GIVEN RECORDS>
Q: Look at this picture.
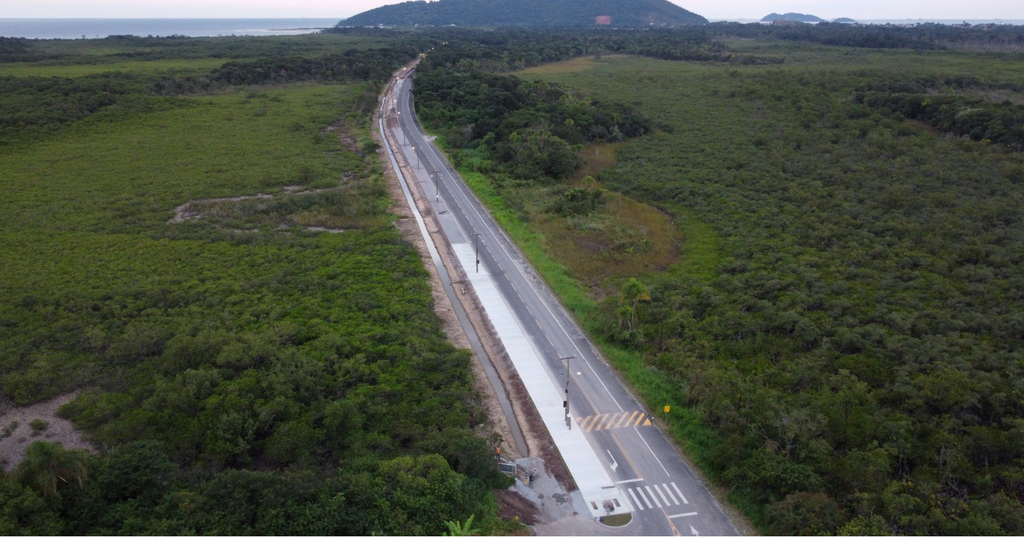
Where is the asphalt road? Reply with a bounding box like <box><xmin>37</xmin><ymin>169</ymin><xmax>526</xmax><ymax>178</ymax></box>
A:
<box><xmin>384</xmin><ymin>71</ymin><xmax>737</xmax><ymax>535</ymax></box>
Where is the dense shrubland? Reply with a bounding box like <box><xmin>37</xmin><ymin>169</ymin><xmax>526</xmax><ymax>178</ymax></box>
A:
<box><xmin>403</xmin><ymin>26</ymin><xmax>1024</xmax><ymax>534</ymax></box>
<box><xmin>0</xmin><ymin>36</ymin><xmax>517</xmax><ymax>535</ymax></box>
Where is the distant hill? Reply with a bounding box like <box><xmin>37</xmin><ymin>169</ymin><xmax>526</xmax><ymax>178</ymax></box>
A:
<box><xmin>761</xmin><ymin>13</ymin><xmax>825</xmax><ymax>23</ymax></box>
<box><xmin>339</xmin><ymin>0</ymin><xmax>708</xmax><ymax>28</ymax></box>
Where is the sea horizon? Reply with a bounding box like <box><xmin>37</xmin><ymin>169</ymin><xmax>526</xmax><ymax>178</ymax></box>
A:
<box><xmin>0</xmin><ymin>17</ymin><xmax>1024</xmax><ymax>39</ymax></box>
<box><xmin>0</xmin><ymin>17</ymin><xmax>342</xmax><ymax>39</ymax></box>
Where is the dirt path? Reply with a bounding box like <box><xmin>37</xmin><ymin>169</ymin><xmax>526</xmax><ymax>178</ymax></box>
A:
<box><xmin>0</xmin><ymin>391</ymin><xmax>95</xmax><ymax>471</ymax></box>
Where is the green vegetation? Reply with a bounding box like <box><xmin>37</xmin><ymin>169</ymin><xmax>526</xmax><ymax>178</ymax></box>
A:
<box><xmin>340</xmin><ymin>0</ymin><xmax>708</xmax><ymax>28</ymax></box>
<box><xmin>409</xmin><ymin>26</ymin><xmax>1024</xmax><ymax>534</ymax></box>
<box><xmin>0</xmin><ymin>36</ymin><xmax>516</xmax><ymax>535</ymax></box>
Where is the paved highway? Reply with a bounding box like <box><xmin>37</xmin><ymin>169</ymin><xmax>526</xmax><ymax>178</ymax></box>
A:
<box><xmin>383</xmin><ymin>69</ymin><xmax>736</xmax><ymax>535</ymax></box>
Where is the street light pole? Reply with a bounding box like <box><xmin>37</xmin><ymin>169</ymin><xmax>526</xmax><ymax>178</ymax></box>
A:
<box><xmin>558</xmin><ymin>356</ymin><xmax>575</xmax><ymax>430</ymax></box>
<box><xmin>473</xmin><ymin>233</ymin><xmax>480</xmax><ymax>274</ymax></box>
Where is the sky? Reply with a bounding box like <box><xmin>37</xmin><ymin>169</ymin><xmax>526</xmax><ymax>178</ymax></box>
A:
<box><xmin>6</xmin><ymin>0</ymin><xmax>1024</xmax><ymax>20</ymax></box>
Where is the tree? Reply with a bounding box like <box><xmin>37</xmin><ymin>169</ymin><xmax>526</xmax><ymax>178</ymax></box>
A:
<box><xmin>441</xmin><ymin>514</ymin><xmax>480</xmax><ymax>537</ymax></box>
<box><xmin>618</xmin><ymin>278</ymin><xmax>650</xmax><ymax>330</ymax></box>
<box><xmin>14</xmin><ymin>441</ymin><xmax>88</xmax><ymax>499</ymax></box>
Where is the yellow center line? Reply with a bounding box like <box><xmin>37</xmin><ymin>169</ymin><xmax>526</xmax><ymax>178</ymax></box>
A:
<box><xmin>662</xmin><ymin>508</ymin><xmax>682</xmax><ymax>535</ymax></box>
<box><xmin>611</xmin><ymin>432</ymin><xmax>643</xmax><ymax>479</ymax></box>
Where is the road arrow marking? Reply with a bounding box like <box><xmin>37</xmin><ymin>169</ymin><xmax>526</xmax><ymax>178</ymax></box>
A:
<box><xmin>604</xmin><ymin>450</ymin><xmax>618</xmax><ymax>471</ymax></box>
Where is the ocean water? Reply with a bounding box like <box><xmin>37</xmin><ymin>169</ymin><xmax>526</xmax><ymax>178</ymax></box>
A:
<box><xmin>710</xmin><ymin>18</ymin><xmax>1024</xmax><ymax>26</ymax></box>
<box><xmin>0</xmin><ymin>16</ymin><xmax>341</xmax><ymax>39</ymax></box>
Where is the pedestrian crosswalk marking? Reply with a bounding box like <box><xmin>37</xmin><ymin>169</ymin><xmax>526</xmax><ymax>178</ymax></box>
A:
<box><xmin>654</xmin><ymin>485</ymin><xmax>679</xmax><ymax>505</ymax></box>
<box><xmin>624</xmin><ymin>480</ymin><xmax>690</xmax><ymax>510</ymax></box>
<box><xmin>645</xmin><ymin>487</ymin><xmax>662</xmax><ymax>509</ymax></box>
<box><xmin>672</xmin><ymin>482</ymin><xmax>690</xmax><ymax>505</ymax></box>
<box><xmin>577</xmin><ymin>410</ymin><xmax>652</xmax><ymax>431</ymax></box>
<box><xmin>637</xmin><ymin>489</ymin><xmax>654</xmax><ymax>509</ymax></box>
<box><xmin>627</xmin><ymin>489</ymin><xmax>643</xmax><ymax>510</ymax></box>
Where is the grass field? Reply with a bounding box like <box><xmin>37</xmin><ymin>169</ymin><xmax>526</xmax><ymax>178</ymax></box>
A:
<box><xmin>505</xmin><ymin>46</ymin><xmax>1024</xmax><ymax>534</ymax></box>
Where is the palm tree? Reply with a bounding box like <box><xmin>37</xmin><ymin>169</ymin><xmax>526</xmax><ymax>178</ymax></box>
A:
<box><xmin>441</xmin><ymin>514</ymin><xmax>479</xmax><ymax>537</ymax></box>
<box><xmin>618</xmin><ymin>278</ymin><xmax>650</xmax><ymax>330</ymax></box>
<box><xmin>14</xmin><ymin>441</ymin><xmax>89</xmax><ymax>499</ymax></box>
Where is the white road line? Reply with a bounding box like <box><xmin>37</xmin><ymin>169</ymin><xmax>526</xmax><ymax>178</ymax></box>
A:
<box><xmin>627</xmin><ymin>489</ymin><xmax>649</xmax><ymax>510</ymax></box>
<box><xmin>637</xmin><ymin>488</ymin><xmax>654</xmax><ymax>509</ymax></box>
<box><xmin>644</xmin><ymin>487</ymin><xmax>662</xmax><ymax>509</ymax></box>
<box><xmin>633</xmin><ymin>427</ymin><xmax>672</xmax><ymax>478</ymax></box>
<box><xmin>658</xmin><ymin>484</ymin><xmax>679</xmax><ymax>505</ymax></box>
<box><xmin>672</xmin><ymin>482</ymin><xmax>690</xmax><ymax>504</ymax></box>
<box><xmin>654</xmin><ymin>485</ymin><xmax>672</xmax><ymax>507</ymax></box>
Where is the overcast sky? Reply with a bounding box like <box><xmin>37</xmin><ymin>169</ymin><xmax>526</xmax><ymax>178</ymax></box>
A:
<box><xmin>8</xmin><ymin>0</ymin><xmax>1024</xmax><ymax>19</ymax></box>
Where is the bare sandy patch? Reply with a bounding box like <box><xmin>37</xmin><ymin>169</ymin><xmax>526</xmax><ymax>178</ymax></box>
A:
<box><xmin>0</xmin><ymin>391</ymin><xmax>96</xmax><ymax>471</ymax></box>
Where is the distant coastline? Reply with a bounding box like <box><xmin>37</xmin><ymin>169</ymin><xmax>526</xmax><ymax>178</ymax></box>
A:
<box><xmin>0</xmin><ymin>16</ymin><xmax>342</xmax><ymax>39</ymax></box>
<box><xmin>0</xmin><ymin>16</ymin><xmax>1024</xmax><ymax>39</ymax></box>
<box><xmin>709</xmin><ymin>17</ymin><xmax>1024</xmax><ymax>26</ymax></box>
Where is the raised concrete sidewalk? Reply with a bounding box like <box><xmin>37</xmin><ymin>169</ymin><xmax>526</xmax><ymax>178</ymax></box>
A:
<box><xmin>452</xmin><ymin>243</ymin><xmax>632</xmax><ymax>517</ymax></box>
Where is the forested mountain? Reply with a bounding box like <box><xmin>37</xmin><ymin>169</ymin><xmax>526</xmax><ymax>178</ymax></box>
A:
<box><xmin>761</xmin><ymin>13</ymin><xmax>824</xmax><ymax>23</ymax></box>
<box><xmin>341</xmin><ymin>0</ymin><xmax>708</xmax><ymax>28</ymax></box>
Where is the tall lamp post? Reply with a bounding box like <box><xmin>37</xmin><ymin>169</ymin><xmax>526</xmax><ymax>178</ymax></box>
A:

==

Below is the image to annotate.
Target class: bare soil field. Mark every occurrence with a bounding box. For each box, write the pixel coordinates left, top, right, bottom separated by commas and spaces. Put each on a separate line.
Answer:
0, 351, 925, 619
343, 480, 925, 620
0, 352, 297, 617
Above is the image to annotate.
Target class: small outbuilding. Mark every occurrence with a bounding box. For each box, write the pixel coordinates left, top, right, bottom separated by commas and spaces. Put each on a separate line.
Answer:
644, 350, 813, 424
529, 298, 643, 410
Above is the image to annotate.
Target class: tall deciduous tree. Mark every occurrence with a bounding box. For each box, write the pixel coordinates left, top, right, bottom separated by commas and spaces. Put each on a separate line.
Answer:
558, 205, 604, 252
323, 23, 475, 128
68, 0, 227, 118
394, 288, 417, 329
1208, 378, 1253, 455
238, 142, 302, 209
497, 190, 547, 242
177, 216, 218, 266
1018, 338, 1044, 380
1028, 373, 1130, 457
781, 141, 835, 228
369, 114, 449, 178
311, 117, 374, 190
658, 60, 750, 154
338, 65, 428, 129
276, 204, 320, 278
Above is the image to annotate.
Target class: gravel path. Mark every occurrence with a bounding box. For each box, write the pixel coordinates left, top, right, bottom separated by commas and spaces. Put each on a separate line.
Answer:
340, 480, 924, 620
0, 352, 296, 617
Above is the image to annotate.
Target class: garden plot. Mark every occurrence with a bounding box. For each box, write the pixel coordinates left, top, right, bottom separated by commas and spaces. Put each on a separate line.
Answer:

EXERCISE TASK>
Count how many lines in the records above contain the word "tall". Reply with the number alone.

EXERCISE RESPONSE>
2